- What is being asked -
Are you able to quote each entry exactly as written?

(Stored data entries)
*** Begin section ***
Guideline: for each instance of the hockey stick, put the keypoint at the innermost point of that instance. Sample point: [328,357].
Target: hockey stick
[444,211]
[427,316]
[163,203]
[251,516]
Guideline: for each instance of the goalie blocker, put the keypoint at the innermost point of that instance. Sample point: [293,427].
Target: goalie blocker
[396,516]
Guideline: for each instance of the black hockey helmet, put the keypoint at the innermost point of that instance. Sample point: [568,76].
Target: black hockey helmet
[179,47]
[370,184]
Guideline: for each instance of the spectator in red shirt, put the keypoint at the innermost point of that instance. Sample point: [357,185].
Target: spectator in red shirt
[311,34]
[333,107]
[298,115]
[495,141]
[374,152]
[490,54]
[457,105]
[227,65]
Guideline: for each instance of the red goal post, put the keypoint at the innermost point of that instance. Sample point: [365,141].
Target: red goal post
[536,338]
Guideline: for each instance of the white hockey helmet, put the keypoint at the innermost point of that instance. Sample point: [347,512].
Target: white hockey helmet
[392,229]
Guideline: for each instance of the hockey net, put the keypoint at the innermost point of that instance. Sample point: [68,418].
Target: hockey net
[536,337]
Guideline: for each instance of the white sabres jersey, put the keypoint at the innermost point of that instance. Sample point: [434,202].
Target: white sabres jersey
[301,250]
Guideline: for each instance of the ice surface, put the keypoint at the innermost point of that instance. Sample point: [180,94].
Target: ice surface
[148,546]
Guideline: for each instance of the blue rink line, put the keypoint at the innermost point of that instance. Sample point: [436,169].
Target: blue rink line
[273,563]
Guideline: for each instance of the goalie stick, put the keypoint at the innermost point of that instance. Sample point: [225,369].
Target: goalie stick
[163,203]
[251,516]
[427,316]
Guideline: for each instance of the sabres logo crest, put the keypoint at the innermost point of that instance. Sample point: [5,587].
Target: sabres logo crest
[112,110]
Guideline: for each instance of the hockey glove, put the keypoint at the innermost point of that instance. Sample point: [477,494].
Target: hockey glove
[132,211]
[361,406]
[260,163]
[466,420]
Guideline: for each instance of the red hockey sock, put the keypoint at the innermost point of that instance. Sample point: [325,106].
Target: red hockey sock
*** End section ***
- Solution to the problem -
Guideline: for each instance of the hockey stick, put the keypoint at the innermost point of that instance. Sample point: [328,357].
Target: hockey stick
[444,211]
[427,316]
[163,203]
[251,516]
Guideline: for each instance of the goalie blocker, put the keypoint at the innermost point of that instance. Sample point: [293,427].
Target: goalie blocker
[396,516]
Guideline: for each instance of the black hockey helmet, put the keypoint at the innermost point of that instance. Sample point: [568,76].
Target: black hockey helmet
[179,47]
[370,184]
Guideline: for each instance of the spectator in red shirt, put the keypoint at the innermost point of that instance. Sample point: [357,185].
Target: spectator in red shirt
[311,34]
[333,107]
[298,115]
[495,141]
[374,152]
[490,54]
[457,105]
[227,65]
Guideline: for each instance of the red goal post, put the keypoint at the innermost point of that instance. Sample point: [365,141].
Target: red goal post
[536,338]
Guideline: for each instance of the white hockey helmet, put the keypoint at the innermost point of that instance. Sample point: [347,512].
Target: white hockey helmet
[392,229]
Guideline: for each instance of the hockey net, put the keypoint at the innermost point of that instance. Sample point: [68,418].
Target: hockey net
[536,337]
Guideline: for each instance of the white sabres jersey, put the keypoint at the innermost point of that instance. Sample point: [434,202].
Target: white sabres jersey
[301,250]
Guideline: for each instance of the ice surface, put the keypoint at the innermost point of that instance. Sample point: [180,94].
Target: ice surface
[148,546]
Guideline: for each instance of the blue rink line, put the keypoint at the innermost point of that instance. Sample point: [436,169].
Target: blue rink line
[273,563]
Guideline: for each instance of the goalie stick, put the keypoint at the innermost point of that instance. Sample point: [225,369].
Target: goalie stick
[163,203]
[251,516]
[427,316]
Guideline: for each instance of the sabres logo crest, put the keypoint at the innermost point of that instance. Sample point: [5,587].
Target: sabres logo crest
[112,110]
Guideline: for each instance of the hockey glove, put the keypoint at the innermost point of that instance. Sample point: [477,494].
Target: hockey glove
[132,211]
[361,406]
[260,163]
[466,420]
Guideline: for each instance of the red hockey sock, put the keypoint at the innermost point of that instance. Sample point: [325,106].
Target: red hockey sock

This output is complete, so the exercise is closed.